#### ESTRATTO FORNITO ####

Bruxelles – Si chiama ‘effetto COVID’. Le misure di contenimento introdotte dagli Stati membri dell’UE nell’ultimo anno per limitare la diffusione del virus portano con sé una riduzione del 10 per cento delle emissioni di anidride carbonica generate dalla combustione di combustibili fossili (principalmente petrolio e prodotti petroliferi, carbone, torba e gas naturale) nel 2020, rispetto all’anno precedente. Questi gli ultimi dati Eurostat sulle emissioni di CO2 derivanti dall’uso di energia, che come ricorda l’Istituto statistico dell’Unione Europea rappresentano la quota maggiore (circa il 75 per cento) di tutte le emissioni di gas serra prodotte dall’uomo nell’UE.
Secondo le stime Eurostat, le emissioni sono diminuite l’anno scorso in tutti gli Stati membri dell’UE, ma la maggiore diminuzione si osserva in Grecia (-18,7%), seguita da Estonia (-18,1 per cento), Lussemburgo (-17,9 per cento), Spagna (-16,2 per cento) e Danimarca (-14,8 per cento). L’Italia si colloca a metà della scala, con una riduzione di CO2 dal settore energetico dell’11,7 per cento rispetto al 2019. Tra le diminuzioni meno significative, Malta (-1,0 per cento), Ungheria (-1,7 per cento), Irlanda e Lituania (entrambe -2,6 per cento).

####

## [CONSEGNA 1]
Rispondi a queste domande sull'estratto:
(a) Di quanto sono diminuite nel 2020, rispetto all'anno precedente, le emissioni di CO2 generate dalla combustione di combustibili fossili nell'UE?
(b) Quale quota di tutte le emissioni di gas serra prodotte dall'uomo nell'UE rappresentano le emissioni di CO2 derivanti dall'uso di energia?
(c) Di quanto si sono ridotte in Italia le emissioni di CO2 dal settore energetico rispetto al 2019?
## [CONSEGNA 2]
Quali Stati membri compaiono nell'estratto tra le diminuzioni meno significative, e con quale percentuale ciascuno?

#### MATERIALE FORNITO ####

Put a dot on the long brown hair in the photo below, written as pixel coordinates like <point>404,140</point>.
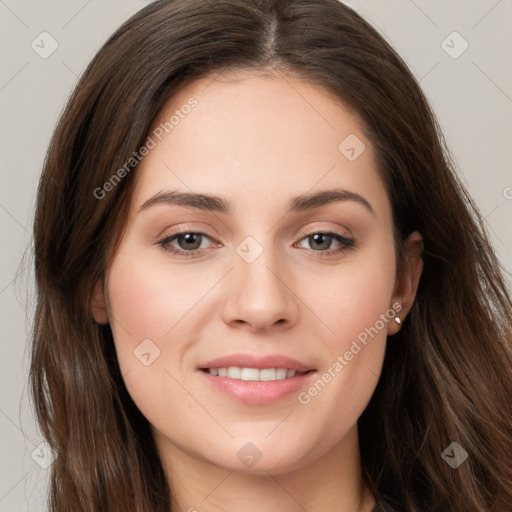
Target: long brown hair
<point>447,375</point>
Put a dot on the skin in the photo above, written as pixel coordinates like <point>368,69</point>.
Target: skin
<point>257,142</point>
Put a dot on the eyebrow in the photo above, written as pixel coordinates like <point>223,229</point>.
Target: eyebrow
<point>220,205</point>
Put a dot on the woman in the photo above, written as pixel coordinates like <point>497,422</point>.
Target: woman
<point>260,284</point>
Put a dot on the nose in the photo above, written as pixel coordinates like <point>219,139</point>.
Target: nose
<point>259,295</point>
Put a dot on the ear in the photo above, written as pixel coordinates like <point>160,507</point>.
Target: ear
<point>407,279</point>
<point>98,304</point>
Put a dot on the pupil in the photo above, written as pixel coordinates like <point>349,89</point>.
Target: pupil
<point>321,239</point>
<point>190,238</point>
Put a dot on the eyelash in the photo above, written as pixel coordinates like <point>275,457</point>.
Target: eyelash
<point>346,243</point>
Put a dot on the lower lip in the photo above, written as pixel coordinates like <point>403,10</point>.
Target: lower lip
<point>258,392</point>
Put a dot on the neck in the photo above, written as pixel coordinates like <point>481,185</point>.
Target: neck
<point>330,482</point>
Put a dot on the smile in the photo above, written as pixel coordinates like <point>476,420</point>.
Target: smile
<point>264,374</point>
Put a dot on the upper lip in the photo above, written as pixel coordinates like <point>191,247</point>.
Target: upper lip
<point>259,362</point>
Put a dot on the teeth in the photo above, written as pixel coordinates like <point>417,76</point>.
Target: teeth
<point>265,374</point>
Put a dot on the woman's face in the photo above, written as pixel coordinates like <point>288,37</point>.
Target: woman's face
<point>244,278</point>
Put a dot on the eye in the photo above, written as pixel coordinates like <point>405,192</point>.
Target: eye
<point>321,240</point>
<point>186,243</point>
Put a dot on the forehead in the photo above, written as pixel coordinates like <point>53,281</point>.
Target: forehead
<point>257,139</point>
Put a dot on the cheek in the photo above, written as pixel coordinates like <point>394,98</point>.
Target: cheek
<point>148,301</point>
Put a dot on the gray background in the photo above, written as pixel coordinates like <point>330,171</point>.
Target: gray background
<point>471,94</point>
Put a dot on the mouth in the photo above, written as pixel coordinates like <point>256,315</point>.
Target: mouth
<point>255,374</point>
<point>256,380</point>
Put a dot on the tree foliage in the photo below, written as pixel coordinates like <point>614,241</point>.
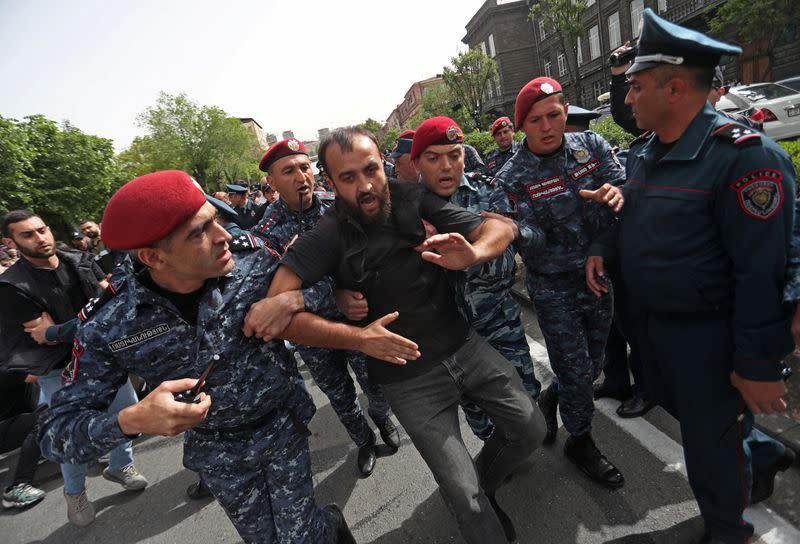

####

## [RISPOSTA 1]
(a) Del 10 per cento.
(b) Circa il 75 per cento.
(c) Dell'11,7 per cento.

## [RISPOSTA 2]
- Malta: -1,0 per cento
- Ungheria: -1,7 per cento
- Irlanda: -2,6 per cento
- Lituania: -2,6 per cento